◆ **WHAT YOU SHOULD DO**: Every line of the listing below should be written out exactly, minus its images.

··· DATA EXCERPTS

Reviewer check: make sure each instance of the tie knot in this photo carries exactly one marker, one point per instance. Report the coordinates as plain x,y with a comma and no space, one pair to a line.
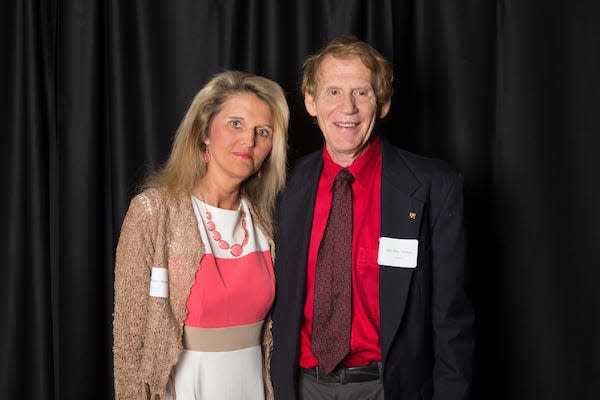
344,176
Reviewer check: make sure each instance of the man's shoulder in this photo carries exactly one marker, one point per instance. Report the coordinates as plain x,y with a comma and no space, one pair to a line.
306,164
422,166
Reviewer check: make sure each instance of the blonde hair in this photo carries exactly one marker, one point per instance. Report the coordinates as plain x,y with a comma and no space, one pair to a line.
185,165
350,46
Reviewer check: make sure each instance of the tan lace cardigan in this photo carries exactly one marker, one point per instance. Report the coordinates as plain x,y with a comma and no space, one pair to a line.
160,230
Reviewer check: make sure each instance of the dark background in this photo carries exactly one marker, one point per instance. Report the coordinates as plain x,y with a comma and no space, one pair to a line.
508,91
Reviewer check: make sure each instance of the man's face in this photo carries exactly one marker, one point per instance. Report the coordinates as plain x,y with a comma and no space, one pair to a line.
345,107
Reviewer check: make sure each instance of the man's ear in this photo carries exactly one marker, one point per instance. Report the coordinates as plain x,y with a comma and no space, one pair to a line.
385,108
309,103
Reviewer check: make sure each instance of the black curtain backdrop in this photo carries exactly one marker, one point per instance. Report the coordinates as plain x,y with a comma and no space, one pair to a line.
508,91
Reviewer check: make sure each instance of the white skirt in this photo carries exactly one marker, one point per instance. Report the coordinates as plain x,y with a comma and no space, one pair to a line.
222,375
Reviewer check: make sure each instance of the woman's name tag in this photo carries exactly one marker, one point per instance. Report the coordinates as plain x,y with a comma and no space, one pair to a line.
159,282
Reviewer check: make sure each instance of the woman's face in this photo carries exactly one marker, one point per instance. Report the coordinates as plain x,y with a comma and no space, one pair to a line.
240,138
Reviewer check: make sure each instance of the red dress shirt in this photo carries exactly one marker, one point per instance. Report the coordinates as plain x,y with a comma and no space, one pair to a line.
365,345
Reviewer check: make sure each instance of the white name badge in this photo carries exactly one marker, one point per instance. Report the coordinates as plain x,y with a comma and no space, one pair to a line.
159,282
398,252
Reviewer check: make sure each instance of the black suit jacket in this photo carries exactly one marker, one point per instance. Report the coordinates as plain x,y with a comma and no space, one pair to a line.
426,314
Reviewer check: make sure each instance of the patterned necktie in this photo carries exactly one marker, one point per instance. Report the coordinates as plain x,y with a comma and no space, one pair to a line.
332,308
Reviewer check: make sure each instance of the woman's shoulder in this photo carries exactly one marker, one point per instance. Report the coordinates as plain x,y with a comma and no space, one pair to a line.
155,199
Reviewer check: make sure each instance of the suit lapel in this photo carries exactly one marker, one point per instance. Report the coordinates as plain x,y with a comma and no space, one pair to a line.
297,217
400,218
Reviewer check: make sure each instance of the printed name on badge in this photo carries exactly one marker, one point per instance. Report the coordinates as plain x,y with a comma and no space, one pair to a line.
159,282
400,253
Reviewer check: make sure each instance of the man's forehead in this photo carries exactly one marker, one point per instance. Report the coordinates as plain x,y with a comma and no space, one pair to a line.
341,70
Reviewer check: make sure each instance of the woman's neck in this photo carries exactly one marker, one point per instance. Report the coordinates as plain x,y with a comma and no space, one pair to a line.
217,195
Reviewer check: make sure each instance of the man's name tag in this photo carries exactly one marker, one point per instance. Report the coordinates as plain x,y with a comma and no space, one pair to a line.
159,282
398,252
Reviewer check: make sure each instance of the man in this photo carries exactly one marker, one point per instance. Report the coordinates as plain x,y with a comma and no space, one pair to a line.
372,298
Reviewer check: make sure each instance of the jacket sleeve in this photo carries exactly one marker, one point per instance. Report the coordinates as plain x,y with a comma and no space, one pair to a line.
133,265
452,311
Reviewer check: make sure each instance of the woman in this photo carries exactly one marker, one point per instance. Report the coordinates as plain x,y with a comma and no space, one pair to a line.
193,275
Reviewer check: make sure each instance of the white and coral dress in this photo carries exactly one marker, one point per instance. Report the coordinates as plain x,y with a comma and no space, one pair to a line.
232,293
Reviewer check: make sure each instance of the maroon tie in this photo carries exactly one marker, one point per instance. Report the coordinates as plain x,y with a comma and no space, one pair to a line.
332,308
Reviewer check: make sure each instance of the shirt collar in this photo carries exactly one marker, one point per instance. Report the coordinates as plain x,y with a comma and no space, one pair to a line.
362,168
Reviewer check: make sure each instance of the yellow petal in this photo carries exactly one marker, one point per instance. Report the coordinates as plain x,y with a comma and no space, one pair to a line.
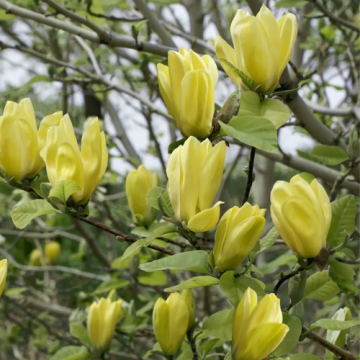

······

◆ **EXERCISE RESULT**:
Reviewer check: make sure each instance of the tie knot in this photo carries exactly one marker, one point per instance. Report the coordinates as plain x,y with a comma and no space, one pair to a line.
344,176
Reviewer check: make sure each instance of the man's shoulder in this photo carries exactly one marker, one point per instance. Report the coordinates as plain x,y with a comma and no space, one pair to a line.
306,164
422,166
Reviewer check: make sure each instance of the blonde hair in this photo carries exactly one marker, one point per instance. Report the coordinates as plain x,y with a comma and no space, one pair to a line.
185,165
350,46
Reviewer check: make sure each instance of the tan lace cardigan in this photo carries exactly one marker, one point per instance. Report the coordinates as plain x,y with a comma and no space, one pair to a line.
160,230
Reviewer check: make sure each instance of the dark background in this photo carries exactly one marker, one point per instance. Report the coordinates as plain x,y with a comma and no space, one pair to a line.
508,91
Reviewer check: make sure each instance of the man's face in this photo carries exactly one marker, one point per instance. Report the coordinates as plain x,y with a comma and no space, one pair to a line.
345,107
Reviewer check: make sure each instance of the man's ear in this photo carries exactly one marker, one point per instance. Report the coordinates as plain x,y with a comma and no space, one pair to a line.
385,108
309,103
Reviewer check: make sure each instance of the black curtain backdrop in this photo carries exactly one marker, one point per instance. Report the coordinates as plain x,y with a comma and no space, one pair to a line.
508,91
Reviewer check: make sure each instance of the white skirt in this photo carries exactly one marker, one point per instance. Report the coordinates as plain x,y with a comma and no space, one pair to a line.
222,375
Reviewer check: make sure each instance of the woman's name tag in this photo carries exactly one marker, one point per instance. Report the coordinates as plain x,y with a comma and no space, one pair to a line.
159,282
Reviewer check: make sure each instance of the woman's face in this photo carries exactly one marker, one point per instance. Report the coordinates as plain x,y with a comma and no space, one pair to a line.
240,138
Reviewer check: make sure each instance of the red dress shirt in this photo carries exactly one marker, one point per instance. Report the coordinates as plain x,y with a comma and no space, one pair to a line.
365,345
Reviewer check: make sure each instance of the white name badge in this photo carries exactly one marker, one point per instance. Report the coordinates as plain x,y with a comma and no space, one pair to a line.
159,282
398,252
Reviewer check: make sure each instance of the black suit jacket in this photo carries exactly one marker, one point per instance. Report the coordinates as plain x,y with a comma and no space, one pair to a line.
426,314
Reviewer check: make sure each instance of the patterned necktie in this photo carries exactly one marker, one point per instance. Report the coordinates as plain x,y with a comma and no space, one pair to a line.
332,308
Reviewer check: make sure each instance of the woman's shoulder in this photo carries exactly one marker, one point per instance. Report the coordinates as plain x,y with a comma and no space, one pair to a line.
155,199
Reviewer check: make sure each instance of the suit lapel in this photo carries exactly one marker, one point per instance. Report the coordinates as plain x,y with a comma and no space, one pair to a line.
297,217
400,218
Reviewer check: make sure each instance of the printed name on badge in this photo carries exactly one marker, one point per instance. Report the coordinates as plain x,y with a comma and no space, one pair to a line.
159,282
400,253
Reviewer check: make sure each instance of the man's forehead in this photo carries exactly one marker, one point per instance. Report the coordinates as plain x,y with a comma and no space, one pair to a line.
341,70
Reviewer check: make sure each instance of the woman's neck in this photo carries exactly one marker, one point per instance. Report the coordinates as plain x,y with a comma and no space, one pair to a line.
217,195
Reviewer check: make sure each instance of the man's name tag in this photo carries exactly one marker, one point per instance. Report the coordinates as plain x,y with a comma and no space, one pair to a line.
159,282
398,252
Reviewer check: make sure each instance of the man in this photo carries exactly one marker, one point per instance. Report the coordinates as plain x,y with a comma and no space, one pair to a line.
372,298
Reviewer check: make sure each instance of the jacket sleeve in this photo carries exactly one marker, one point per instance. Report the coordinates as plain x,y with a comma and no space, one pair to a line.
133,265
452,311
Reviewer check: make sure each instance of the woman in this photo carries exactly one marker, one point per instance. Report the coordinates as plain x,y with a comma and no space, one pair to a line.
193,275
Reviewer check: make sure each instance of the white and coral dress in this photo carries exactly one marker, one point per instance. Report the coordinates as plain x,y with a comma and no space, one pair to a line.
232,293
Reviewer check: make sure each instance of the maroon tie in this photo carries exactly one marker, one point per instance. Report the coordinates as plain x,y with a comma and no space, one pair to a line.
332,308
Reviewer check: make sure each instance of the shirt collar in this photo carries exactly one marker, one point per instance. Report the coordinates as plain x,y with a comma and no space, one pair to a line.
362,168
Reviewer check: make sure each instance of the yellow petal in this photo carries exactly one marker, one point per instance. Report the coordinates as plain x,y with a comma and no space, one pair to a line.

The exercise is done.